(Dataset excerpt)
-- Start --
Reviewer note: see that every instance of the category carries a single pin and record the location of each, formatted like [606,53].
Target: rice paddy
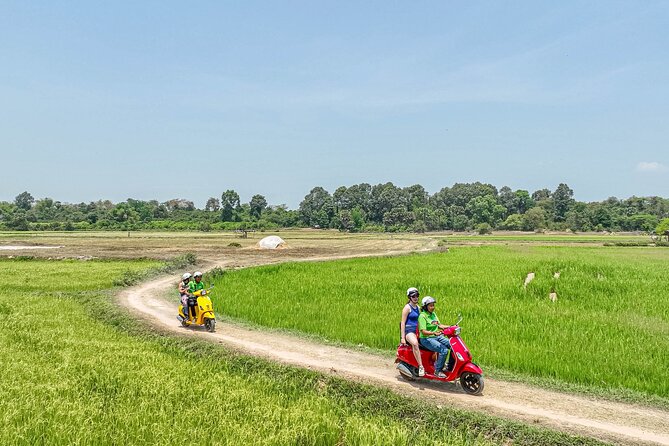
[607,326]
[78,371]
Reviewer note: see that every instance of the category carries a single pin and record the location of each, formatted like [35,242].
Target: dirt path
[608,421]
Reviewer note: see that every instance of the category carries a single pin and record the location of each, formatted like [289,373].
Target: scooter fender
[472,368]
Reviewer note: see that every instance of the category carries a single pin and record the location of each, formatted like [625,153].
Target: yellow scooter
[204,311]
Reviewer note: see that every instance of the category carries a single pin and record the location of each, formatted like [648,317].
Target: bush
[484,228]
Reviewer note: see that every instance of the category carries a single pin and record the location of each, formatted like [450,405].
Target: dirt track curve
[605,420]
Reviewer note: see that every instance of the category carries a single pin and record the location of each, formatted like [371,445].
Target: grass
-- End --
EXERCISE INSTRUCTIONS. Could you render all of the data above as a JSON list of strings, with one string per line and blank lines omitted? Leave the pictures out.

EXERCISE ANSWER.
[
  "Reviewer note: see that every instance of the category carries a single pin and record the location of each, formatted like [606,53].",
  "Target: rice paddy",
  "[607,326]",
  "[78,371]",
  "Reviewer note: see that every instance of the category carries a single pin and record the location of each, formatted like [35,242].",
  "Target: dirt path",
  "[608,421]",
  "Reviewer note: see that every instance of the category carries a single pin and record the location of each, formatted like [289,373].",
  "Target: scooter fender",
  "[472,368]",
  "Reviewer note: see that every instance of the category carries a single pin and record the location of each, formatted like [625,153].",
  "Target: yellow scooter",
  "[204,311]",
  "Reviewer note: see that every instance of the category carries a single pin and record the location of each, formatted like [648,317].",
  "Target: bush",
  "[484,228]",
  "Reviewer note: see that every instance of the category carries a single pin and record the location of each, formatted like [450,405].",
  "Target: dirt track curve",
  "[605,420]",
  "Reviewer note: see that every instance of the category carries a single pin and record the location of each, formatted like [371,445].",
  "Target: grass"
]